Шрифт:
Интервал:
Закладка:
Под непрекращающимися атаками русских наш плацдарм становился все меньше и меньше. Теперь он превратился в одну из «позиций для круговой обороны», которые мы много раз пытались удержать за два года отступления из России. У нас оставался только один путь – путь назад – мост через Одер в Штеттин. Линия фронта уже находилась примерно в ста метрах от границы Альтдамма. Днем и ночью русская артиллерия обстреливала наши траншеи и сам Альтдамм, который уже превратился в руины, окутанные клубами густого темно-серого дыма.
О сне никто и не мог подумать, когда земля под ногами тряслась так, как при землетрясении, а в воздухе то и дело с жутким воем пролетали снаряды. На лицах солдат, испачканных и небритых, неизменно читалась боль. Продовольствие присылали нерегулярно, хоть с ним и не было проблем ни в Альтдамме, ни в Штеттине. Несколько раз по группам снабжения открывали огонь, снаряды уничтожали их до последнего человека, и на передовую не попадало ни единого сухаря.
Но голод мы могли перенести, в отличие от нечеловеческой усталости. Глаза страшно болели, лица ничего не выражали. Негде было укрыться в этом аду, где все вокруг горело и взрывалось, где каждую паузу между взрывами снарядов заполняли стоны раненых. Снаряды падали повсюду, разбрасывая опустошительный град раскаленных осколков. Здания рушились, их обломки одинаково равнодушно накрывали и наступающие войска, и раненых, которые пытались добраться до перевязочных пунктов. Стены бетонных бункеров складывались, словно картонные коробочки. Наши подземные бункеры превращались в смертельные ловушки. Взрыватели с замедлением позволяли минам советских 120-мм минометов пробивать перекрытия, прежде чем взорваться. Оказавшихся в этой ловушке людей крошило в мелкий фарш острыми, словно бритва, осколками.

§ **Материал для заданий**

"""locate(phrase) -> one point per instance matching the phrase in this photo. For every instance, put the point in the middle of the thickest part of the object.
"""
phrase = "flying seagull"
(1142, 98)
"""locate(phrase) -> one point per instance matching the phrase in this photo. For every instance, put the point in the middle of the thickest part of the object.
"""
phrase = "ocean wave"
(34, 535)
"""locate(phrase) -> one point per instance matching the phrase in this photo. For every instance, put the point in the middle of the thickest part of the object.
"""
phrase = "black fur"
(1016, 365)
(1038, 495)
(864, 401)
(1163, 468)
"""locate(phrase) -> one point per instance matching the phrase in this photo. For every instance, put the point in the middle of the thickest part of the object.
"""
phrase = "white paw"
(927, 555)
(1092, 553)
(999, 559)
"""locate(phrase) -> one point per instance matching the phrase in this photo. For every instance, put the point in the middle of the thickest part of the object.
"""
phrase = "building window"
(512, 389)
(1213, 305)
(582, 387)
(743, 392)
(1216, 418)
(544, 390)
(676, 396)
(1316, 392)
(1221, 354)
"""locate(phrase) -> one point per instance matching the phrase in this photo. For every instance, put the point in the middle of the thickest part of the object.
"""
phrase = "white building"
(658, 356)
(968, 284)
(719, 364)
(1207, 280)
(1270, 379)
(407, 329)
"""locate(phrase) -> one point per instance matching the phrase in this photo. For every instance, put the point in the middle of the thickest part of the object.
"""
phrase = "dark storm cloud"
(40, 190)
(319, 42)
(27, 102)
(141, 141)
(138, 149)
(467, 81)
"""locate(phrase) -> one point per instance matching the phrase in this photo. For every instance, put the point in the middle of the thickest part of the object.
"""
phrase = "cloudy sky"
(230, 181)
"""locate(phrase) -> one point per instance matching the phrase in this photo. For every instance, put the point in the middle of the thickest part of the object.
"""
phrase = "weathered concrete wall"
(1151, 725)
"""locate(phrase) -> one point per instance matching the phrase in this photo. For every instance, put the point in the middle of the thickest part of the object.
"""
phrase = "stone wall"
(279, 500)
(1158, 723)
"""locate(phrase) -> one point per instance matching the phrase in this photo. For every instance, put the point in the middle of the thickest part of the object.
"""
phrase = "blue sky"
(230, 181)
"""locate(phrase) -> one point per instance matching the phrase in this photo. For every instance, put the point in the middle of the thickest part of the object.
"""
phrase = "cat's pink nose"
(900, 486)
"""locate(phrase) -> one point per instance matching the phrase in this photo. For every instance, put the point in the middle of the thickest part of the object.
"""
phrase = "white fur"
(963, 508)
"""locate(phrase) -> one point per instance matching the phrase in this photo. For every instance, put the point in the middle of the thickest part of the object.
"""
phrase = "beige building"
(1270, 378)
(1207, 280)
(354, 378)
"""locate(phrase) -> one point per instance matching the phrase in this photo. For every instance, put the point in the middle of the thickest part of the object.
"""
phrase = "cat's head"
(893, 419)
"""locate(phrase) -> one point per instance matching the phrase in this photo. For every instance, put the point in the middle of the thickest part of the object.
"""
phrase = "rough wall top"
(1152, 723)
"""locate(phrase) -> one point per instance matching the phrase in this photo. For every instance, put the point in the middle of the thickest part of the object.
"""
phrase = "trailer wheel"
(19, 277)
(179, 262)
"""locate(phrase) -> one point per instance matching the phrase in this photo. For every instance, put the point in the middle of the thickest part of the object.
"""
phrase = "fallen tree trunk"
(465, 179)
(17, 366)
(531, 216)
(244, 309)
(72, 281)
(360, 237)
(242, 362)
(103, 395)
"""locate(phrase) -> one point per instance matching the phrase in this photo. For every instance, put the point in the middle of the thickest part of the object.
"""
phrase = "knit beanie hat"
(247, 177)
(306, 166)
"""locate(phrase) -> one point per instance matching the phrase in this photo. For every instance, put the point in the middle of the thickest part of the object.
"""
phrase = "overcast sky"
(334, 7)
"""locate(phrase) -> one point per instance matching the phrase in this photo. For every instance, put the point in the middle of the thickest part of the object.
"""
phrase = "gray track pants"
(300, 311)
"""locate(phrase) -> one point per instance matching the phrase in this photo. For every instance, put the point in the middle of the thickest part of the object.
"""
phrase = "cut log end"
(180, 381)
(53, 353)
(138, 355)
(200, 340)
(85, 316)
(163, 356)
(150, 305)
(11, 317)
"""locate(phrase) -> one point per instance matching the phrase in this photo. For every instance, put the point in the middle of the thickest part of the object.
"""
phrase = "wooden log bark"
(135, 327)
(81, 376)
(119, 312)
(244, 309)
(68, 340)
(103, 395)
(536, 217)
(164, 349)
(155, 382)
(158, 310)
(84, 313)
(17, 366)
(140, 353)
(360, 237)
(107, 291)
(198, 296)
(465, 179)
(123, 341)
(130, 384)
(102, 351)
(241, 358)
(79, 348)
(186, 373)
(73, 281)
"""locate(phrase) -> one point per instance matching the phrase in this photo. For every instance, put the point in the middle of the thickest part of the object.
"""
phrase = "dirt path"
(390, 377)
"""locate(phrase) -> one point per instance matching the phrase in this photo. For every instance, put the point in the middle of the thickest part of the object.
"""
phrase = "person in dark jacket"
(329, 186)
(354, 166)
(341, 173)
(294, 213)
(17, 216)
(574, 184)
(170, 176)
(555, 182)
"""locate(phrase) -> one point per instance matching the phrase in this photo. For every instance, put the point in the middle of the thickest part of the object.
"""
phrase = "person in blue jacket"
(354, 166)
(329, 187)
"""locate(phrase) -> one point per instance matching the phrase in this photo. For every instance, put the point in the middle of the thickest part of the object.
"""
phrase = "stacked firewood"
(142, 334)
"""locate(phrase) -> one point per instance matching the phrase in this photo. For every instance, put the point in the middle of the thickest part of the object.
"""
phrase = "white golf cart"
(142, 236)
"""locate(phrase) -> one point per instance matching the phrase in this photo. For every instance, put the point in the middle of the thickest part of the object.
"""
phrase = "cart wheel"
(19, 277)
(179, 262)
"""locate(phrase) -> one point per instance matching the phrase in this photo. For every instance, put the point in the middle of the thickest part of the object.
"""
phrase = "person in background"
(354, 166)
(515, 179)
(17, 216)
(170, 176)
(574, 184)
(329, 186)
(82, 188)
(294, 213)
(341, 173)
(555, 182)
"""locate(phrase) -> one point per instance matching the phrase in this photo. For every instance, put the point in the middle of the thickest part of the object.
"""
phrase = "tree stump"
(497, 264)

§ **Требования**
A - Перескажите короче абзац текста для чтения, начинающийся словами «О сне никто и не мог подумать», сохранив его главные факты.
B - Воспроизведите без изменений записи от самого их начала до строки с "(1163, 468)" включительно.

§ **Ответы по заданиям**
A - Спать было невозможно: земля тряслась, как при землетрясении, и в воздухе с воем пролетали снаряды. У грязных, небритых солдат на лицах была боль. Еду присылали нерегулярно, хотя в Альтдамме и Штеттине её хватало. Несколько раз группы снабжения попадали под огонь и гибли до последнего человека, и тогда на передовую не доходило ни сухаря.

B -
"""locate(phrase) -> one point per instance matching the phrase in this photo. For every instance, put the point in the middle of the thickest part of the object.
"""
phrase = "flying seagull"
(1142, 98)
"""locate(phrase) -> one point per instance matching the phrase in this photo. For every instance, put the point in the middle of the thickest part of the object.
"""
phrase = "ocean wave"
(34, 535)
"""locate(phrase) -> one point per instance matching the phrase in this photo. For every instance, put the point in the middle of the thickest part of the object.
"""
phrase = "black fur"
(1016, 365)
(1038, 495)
(864, 401)
(1163, 468)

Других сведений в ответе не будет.